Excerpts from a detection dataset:

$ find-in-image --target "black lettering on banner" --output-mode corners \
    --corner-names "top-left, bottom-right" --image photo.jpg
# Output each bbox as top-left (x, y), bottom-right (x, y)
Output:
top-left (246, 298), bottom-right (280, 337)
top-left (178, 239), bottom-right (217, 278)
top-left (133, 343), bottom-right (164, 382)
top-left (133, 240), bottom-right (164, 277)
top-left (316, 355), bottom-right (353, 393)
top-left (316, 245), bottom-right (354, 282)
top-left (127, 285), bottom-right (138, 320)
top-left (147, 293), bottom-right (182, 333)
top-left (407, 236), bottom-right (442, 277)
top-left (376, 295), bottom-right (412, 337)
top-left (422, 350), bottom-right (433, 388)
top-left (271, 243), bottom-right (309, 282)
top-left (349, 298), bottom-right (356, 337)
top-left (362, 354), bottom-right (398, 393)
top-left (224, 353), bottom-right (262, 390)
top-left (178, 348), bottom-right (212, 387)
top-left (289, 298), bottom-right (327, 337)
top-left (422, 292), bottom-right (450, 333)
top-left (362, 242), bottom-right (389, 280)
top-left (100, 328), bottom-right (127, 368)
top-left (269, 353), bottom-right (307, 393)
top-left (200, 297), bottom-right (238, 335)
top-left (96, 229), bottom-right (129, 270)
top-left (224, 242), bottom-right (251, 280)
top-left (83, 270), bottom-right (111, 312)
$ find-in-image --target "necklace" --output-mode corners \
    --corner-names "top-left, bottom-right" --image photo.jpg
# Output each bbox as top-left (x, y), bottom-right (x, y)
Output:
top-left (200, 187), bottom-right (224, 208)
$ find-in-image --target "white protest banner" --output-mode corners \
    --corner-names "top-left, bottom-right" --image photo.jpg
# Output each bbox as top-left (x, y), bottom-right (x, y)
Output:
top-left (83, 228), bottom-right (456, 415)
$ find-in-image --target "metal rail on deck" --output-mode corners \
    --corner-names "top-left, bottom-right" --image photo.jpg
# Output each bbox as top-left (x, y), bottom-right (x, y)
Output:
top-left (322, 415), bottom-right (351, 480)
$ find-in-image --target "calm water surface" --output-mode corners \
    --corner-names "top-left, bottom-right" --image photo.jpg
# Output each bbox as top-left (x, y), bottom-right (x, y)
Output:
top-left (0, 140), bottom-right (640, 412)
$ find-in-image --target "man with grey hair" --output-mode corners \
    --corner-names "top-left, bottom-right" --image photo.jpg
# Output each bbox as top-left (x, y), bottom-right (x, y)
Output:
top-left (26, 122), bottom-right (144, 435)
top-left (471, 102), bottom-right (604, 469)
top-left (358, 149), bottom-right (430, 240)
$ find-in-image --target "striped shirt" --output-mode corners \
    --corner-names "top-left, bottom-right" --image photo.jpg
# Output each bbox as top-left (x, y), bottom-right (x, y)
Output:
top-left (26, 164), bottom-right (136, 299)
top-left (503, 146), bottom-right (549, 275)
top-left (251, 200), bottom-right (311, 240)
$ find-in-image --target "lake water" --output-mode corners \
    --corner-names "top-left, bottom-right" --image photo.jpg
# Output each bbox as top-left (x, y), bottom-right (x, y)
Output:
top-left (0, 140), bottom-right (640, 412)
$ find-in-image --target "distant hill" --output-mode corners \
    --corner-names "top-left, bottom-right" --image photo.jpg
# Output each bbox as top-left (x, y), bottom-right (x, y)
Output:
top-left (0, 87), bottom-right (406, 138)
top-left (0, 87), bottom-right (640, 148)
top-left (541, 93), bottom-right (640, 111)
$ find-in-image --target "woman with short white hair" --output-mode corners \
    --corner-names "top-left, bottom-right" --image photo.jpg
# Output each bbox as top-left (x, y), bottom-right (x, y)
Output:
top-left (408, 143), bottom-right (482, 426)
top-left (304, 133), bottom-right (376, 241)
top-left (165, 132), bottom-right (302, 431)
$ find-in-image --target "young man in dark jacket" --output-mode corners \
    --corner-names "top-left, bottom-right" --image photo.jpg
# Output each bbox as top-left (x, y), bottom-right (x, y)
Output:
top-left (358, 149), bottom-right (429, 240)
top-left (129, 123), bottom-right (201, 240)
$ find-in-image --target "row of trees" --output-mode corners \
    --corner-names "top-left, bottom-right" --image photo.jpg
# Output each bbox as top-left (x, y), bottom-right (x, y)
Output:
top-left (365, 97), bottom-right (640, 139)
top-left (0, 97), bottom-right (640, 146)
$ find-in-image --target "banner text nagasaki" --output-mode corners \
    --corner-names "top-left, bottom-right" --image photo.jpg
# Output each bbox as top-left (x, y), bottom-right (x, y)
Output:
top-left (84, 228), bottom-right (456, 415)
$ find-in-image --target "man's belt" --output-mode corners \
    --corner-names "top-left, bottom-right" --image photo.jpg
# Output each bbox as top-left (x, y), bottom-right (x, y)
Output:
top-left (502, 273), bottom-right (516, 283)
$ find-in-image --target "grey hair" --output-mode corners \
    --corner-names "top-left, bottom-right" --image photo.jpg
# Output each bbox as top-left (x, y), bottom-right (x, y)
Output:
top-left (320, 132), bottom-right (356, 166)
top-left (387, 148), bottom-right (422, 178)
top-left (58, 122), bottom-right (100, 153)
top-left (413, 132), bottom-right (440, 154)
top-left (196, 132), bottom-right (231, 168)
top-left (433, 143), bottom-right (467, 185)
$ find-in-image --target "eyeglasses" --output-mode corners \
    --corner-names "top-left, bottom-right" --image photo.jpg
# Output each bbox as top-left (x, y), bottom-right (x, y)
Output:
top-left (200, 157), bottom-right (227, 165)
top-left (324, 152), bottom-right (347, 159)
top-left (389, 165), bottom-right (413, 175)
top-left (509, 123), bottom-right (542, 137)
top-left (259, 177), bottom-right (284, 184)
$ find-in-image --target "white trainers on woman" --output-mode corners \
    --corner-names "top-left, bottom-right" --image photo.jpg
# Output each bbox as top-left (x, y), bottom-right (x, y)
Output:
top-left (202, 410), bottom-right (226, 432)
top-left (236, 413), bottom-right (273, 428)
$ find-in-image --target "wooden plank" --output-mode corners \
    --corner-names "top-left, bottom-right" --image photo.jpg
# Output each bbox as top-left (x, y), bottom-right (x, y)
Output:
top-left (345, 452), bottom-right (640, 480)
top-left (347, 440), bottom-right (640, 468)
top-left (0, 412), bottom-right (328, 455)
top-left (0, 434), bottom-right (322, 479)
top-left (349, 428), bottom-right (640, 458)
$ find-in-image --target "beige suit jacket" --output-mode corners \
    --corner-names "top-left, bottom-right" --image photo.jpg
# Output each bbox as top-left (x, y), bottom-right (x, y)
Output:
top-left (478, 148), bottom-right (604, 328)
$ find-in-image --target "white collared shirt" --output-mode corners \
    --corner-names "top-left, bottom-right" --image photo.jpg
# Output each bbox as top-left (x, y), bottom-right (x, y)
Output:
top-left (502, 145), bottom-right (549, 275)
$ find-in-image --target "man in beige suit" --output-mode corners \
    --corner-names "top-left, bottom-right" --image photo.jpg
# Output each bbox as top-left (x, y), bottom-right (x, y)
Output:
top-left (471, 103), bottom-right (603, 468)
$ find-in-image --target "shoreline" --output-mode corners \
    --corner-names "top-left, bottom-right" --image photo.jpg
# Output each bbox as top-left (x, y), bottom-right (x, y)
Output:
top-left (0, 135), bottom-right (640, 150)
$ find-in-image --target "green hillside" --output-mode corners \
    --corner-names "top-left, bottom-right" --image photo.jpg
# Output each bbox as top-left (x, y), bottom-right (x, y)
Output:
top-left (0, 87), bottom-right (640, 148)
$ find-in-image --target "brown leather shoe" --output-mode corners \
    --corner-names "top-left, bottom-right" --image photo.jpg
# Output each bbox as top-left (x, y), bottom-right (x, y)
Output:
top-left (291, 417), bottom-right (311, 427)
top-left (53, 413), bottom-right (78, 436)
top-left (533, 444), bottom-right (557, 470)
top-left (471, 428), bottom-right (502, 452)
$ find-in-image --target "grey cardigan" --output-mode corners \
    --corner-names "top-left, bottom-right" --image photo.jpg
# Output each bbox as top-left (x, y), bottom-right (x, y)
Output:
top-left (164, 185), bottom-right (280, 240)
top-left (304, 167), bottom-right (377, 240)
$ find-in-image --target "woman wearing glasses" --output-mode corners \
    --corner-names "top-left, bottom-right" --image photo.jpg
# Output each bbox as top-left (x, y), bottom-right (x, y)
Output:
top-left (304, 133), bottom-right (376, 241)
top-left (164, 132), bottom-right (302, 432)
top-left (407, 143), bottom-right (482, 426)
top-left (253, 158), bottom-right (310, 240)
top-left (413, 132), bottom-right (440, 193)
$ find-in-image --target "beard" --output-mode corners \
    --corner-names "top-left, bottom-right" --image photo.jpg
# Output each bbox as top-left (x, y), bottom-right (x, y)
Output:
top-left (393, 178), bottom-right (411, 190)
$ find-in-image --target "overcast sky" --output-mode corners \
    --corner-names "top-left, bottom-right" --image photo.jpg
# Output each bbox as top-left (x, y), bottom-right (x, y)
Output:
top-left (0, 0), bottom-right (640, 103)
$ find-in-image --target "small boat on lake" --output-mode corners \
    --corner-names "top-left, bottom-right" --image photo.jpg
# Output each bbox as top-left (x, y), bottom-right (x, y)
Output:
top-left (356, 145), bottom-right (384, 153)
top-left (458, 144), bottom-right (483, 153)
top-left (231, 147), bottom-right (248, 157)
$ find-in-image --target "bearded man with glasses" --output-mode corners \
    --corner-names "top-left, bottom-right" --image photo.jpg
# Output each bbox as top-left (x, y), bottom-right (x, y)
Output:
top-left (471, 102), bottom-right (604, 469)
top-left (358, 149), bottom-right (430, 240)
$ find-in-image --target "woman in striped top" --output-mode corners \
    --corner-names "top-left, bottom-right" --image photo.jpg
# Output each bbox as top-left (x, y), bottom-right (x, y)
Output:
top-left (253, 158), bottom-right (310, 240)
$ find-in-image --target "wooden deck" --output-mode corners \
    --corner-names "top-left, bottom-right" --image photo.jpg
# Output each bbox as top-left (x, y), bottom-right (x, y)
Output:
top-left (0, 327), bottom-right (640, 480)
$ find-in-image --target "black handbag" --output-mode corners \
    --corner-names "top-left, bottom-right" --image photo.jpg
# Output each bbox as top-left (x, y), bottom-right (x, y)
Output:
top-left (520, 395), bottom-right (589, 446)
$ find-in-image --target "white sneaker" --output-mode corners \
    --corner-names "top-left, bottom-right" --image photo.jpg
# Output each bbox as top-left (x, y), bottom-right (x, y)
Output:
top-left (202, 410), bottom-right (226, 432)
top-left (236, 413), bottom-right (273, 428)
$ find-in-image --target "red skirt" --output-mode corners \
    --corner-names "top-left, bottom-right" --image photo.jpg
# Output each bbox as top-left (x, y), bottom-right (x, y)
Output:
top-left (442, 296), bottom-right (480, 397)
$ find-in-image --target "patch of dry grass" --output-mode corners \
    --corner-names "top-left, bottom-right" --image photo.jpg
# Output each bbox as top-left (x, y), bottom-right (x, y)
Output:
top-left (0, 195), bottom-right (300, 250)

— Written task —
Convert the stretch of the data from its first line through the line containing "top-left (83, 228), bottom-right (456, 415)", including that line, into a numbered list and omit any blank lines.

— Task result —
1. $ find-in-image --target "black lettering on banner" --output-mode corners \
2.     --corner-names "top-left, bottom-right" --image photo.jpg
3. # Output each bbox as top-left (x, y), bottom-right (x, y)
4. Output:
5. top-left (246, 298), bottom-right (280, 337)
6. top-left (178, 239), bottom-right (217, 278)
7. top-left (133, 343), bottom-right (164, 382)
8. top-left (133, 240), bottom-right (164, 277)
9. top-left (316, 355), bottom-right (353, 393)
10. top-left (316, 245), bottom-right (354, 282)
11. top-left (127, 285), bottom-right (138, 320)
12. top-left (147, 293), bottom-right (182, 333)
13. top-left (407, 236), bottom-right (442, 277)
14. top-left (376, 295), bottom-right (412, 337)
15. top-left (422, 350), bottom-right (433, 388)
16. top-left (271, 243), bottom-right (309, 282)
17. top-left (349, 298), bottom-right (356, 337)
18. top-left (362, 354), bottom-right (398, 393)
19. top-left (224, 353), bottom-right (262, 390)
20. top-left (178, 348), bottom-right (212, 387)
21. top-left (289, 298), bottom-right (327, 337)
22. top-left (422, 292), bottom-right (450, 333)
23. top-left (362, 242), bottom-right (389, 280)
24. top-left (100, 328), bottom-right (127, 368)
25. top-left (269, 353), bottom-right (307, 393)
26. top-left (200, 297), bottom-right (238, 335)
27. top-left (96, 229), bottom-right (129, 270)
28. top-left (224, 242), bottom-right (251, 280)
29. top-left (83, 270), bottom-right (111, 312)
30. $ find-in-image --target "necklace" --output-mode corners \
31.     --corner-names "top-left, bottom-right" --image photo.jpg
32. # Output each bbox as top-left (x, y), bottom-right (x, y)
33. Output:
34. top-left (200, 187), bottom-right (224, 208)
35. $ find-in-image --target "white protest banner" --output-mode corners \
36.     --corner-names "top-left, bottom-right" --image photo.jpg
37. # Output each bbox as top-left (x, y), bottom-right (x, y)
38. Output:
39. top-left (83, 228), bottom-right (456, 415)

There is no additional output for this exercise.